(Location identification entries)
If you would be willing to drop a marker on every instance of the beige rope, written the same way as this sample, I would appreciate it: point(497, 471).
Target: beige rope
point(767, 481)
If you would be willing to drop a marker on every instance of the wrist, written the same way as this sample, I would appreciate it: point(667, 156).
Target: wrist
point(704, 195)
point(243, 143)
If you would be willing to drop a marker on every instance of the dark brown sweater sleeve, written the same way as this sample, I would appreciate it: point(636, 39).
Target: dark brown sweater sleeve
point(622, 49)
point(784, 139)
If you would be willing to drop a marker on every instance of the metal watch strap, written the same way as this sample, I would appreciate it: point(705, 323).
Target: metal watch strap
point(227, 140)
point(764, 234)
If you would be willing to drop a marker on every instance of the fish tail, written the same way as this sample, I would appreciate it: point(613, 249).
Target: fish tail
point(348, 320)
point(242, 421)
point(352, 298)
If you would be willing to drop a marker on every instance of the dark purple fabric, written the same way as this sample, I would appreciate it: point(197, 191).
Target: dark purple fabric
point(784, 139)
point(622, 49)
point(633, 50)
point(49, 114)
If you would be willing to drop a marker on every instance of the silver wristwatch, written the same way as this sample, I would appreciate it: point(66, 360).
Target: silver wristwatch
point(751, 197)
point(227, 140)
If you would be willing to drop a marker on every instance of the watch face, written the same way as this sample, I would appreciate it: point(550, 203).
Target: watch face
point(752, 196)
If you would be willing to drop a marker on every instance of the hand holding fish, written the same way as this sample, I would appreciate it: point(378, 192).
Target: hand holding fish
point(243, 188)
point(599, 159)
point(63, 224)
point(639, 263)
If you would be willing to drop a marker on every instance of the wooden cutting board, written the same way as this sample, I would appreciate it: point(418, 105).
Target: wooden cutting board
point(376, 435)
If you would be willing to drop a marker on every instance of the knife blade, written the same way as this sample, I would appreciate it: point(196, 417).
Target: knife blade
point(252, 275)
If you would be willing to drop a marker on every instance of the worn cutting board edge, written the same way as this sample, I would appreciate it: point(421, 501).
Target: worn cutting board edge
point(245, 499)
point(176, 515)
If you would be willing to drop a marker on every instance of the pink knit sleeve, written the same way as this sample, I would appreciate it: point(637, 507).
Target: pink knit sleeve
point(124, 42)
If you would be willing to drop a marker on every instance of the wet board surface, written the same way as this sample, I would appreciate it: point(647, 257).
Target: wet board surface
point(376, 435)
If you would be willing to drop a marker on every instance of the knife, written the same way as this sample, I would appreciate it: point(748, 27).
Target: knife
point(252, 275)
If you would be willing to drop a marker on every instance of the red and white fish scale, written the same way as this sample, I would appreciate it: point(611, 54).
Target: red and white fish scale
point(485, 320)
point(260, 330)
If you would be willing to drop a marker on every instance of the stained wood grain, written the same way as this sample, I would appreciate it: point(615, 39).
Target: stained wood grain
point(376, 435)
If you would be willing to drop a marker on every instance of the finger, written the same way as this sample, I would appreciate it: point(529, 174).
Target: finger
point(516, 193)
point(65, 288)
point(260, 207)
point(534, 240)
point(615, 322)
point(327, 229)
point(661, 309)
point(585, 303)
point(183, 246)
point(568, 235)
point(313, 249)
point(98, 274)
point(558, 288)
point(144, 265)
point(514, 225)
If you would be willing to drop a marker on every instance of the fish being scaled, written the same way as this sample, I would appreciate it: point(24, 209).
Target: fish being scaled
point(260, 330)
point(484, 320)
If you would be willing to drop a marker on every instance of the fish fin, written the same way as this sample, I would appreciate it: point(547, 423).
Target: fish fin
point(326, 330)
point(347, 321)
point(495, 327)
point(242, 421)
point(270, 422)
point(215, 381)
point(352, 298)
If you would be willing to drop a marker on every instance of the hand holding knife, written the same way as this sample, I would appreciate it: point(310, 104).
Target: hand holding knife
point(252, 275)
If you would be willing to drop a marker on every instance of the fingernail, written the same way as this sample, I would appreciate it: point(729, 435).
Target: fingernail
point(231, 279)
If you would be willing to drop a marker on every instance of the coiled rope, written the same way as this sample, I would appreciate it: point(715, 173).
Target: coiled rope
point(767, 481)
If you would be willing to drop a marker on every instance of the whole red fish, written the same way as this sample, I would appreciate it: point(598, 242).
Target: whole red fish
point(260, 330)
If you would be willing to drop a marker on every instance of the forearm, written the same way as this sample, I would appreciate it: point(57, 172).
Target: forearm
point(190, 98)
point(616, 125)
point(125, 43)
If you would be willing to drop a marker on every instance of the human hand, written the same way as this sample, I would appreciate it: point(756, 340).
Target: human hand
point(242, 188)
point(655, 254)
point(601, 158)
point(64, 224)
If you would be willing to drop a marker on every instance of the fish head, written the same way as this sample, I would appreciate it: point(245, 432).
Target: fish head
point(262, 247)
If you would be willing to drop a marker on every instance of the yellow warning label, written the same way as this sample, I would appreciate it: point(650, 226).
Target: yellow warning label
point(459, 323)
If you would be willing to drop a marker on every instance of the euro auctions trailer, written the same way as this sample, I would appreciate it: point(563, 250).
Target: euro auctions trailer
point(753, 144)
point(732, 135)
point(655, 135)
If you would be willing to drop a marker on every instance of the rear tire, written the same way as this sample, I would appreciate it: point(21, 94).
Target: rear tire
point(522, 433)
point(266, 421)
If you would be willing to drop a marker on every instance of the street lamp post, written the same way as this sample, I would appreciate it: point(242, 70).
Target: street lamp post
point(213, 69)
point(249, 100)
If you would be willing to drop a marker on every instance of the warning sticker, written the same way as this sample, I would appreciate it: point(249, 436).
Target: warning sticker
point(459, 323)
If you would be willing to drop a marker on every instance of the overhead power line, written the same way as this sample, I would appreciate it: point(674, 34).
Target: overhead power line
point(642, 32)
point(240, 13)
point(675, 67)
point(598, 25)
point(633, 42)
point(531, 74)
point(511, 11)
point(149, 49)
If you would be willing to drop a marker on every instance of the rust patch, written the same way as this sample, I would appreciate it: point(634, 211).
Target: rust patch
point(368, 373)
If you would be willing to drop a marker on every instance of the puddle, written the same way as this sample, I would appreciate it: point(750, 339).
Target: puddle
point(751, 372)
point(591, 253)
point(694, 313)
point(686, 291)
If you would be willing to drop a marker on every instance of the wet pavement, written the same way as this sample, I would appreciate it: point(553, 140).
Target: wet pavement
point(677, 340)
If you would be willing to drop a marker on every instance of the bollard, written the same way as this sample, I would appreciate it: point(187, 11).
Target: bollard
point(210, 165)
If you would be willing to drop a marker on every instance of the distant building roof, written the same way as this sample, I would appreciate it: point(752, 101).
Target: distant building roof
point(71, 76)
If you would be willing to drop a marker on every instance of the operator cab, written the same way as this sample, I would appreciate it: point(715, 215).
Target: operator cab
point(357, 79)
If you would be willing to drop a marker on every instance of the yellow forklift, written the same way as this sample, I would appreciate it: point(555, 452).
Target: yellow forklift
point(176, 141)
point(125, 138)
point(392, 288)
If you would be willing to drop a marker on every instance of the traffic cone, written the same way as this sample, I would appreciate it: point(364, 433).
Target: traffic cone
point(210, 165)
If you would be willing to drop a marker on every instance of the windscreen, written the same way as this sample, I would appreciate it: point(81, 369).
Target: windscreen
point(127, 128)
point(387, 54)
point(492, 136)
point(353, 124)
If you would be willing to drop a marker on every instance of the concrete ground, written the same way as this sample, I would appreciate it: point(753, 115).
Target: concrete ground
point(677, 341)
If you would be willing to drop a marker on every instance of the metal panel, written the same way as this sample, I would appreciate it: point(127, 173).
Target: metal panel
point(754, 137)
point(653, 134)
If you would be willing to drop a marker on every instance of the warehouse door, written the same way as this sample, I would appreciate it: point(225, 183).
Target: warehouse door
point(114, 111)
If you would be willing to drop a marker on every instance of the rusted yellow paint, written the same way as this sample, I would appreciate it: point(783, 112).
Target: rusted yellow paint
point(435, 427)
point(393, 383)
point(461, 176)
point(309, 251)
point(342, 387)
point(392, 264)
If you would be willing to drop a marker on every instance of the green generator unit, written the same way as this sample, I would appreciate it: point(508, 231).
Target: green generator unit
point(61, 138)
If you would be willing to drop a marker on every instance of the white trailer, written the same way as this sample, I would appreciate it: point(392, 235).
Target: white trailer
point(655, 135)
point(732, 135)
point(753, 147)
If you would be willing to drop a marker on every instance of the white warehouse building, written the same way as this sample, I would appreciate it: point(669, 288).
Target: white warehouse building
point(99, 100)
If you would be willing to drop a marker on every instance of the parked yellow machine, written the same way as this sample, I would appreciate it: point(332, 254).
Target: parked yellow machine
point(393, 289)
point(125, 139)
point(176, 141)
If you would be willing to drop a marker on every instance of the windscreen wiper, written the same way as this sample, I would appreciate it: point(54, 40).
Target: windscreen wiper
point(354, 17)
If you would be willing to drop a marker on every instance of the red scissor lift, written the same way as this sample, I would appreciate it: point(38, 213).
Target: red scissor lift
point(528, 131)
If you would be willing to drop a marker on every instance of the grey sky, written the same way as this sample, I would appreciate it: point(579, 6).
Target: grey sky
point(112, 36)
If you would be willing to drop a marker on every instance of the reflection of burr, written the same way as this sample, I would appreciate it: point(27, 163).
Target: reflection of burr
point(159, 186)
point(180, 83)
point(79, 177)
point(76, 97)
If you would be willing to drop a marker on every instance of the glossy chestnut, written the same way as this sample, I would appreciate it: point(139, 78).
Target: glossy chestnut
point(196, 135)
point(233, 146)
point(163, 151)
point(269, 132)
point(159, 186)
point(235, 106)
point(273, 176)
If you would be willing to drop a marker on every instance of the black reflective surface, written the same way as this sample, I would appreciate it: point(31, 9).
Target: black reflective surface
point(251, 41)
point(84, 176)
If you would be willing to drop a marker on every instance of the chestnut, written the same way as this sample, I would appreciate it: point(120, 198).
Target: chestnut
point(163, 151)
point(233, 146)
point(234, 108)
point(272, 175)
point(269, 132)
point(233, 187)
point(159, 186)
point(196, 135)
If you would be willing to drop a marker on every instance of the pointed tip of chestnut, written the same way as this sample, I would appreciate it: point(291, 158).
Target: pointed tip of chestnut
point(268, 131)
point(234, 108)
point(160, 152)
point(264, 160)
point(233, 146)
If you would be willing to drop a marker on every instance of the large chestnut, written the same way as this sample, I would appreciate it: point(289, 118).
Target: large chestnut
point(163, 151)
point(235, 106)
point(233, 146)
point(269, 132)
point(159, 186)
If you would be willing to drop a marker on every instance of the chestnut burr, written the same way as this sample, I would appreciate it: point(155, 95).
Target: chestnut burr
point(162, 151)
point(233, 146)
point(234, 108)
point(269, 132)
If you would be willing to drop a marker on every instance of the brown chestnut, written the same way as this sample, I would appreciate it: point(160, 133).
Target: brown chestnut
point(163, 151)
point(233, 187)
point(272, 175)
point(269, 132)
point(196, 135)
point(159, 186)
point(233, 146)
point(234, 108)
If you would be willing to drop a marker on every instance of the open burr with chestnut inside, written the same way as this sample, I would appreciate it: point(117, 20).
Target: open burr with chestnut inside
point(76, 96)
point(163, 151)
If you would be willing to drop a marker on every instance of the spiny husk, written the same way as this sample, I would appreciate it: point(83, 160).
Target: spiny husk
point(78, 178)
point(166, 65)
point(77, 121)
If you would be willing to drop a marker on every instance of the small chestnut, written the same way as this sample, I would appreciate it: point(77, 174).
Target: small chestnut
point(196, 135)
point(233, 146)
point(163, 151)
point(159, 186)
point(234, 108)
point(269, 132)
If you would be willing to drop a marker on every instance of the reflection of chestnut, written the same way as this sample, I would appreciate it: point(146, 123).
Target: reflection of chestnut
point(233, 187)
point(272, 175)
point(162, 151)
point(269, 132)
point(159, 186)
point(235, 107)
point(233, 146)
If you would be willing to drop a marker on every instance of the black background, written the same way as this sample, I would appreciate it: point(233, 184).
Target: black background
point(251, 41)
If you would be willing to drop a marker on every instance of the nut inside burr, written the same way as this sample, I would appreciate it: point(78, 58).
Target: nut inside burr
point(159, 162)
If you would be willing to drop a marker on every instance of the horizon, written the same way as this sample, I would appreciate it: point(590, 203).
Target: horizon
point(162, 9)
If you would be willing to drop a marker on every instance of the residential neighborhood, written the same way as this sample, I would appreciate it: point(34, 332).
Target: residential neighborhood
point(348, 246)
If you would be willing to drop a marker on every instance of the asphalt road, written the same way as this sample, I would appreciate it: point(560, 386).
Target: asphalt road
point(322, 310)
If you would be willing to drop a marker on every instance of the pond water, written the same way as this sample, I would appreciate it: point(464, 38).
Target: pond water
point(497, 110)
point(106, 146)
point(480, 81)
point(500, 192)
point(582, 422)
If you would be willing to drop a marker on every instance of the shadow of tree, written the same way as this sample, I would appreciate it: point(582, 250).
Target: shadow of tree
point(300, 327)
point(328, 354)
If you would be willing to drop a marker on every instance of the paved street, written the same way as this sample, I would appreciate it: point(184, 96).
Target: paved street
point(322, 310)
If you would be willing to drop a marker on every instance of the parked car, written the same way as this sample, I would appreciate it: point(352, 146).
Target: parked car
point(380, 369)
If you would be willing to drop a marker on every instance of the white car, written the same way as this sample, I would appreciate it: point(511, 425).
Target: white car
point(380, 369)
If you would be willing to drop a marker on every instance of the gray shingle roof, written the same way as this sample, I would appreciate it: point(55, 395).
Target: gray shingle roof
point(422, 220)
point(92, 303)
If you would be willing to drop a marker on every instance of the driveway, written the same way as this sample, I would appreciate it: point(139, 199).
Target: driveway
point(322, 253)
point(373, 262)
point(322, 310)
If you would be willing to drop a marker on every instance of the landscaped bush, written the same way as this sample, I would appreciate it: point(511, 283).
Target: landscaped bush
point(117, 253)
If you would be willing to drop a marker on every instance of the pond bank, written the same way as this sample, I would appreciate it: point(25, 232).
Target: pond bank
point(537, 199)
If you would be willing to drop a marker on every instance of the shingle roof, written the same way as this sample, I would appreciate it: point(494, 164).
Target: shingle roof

◆ Job ◆
Rewrite everything from the top of the listing down to and including the line that contains "point(639, 263)" as a JSON list of strings, with one string per line and blank lines left out.

◆ Solution for this task ◆
[
  "If you would be willing to drop a marker on every instance of the beige rope, written the same way as this sample, I would appreciate it: point(497, 471).",
  "Target: beige rope",
  "point(767, 481)",
  "If you would be willing to drop a marker on every instance of the wrist, written the same way as this sample, I would appreciate it: point(667, 156).",
  "Target: wrist",
  "point(704, 195)",
  "point(243, 143)",
  "If you would be willing to drop a marker on every instance of the dark brown sweater sleeve, written the same way as this sample, I would appreciate it: point(636, 39).",
  "Target: dark brown sweater sleeve",
  "point(622, 49)",
  "point(784, 139)",
  "If you would be willing to drop a marker on every instance of the metal watch strap, written the same way as this sample, I would appreciate it: point(705, 323).",
  "Target: metal watch strap",
  "point(227, 140)",
  "point(764, 234)",
  "If you would be willing to drop a marker on every instance of the fish tail, written the same way as this sample, I would appreciate it: point(613, 249).",
  "Target: fish tail",
  "point(348, 320)",
  "point(242, 421)",
  "point(352, 298)",
  "If you would be willing to drop a marker on every instance of the dark purple fabric, written the same way as this sample, I would appreciate it: point(197, 191).",
  "Target: dark purple fabric",
  "point(784, 139)",
  "point(622, 49)",
  "point(633, 50)",
  "point(49, 114)",
  "If you would be willing to drop a marker on every instance of the silver wristwatch, written the same way as this sample, I would appreciate it: point(66, 360).",
  "Target: silver wristwatch",
  "point(751, 197)",
  "point(227, 140)",
  "If you would be willing to drop a marker on every instance of the watch face, written the same way as this sample, I would appreciate it: point(550, 203).",
  "Target: watch face",
  "point(752, 196)",
  "If you would be willing to drop a marker on every instance of the hand holding fish, written the same way as this sample, I would appreciate it: point(378, 192).",
  "Target: hand holding fish",
  "point(243, 188)",
  "point(599, 159)",
  "point(63, 224)",
  "point(639, 263)"
]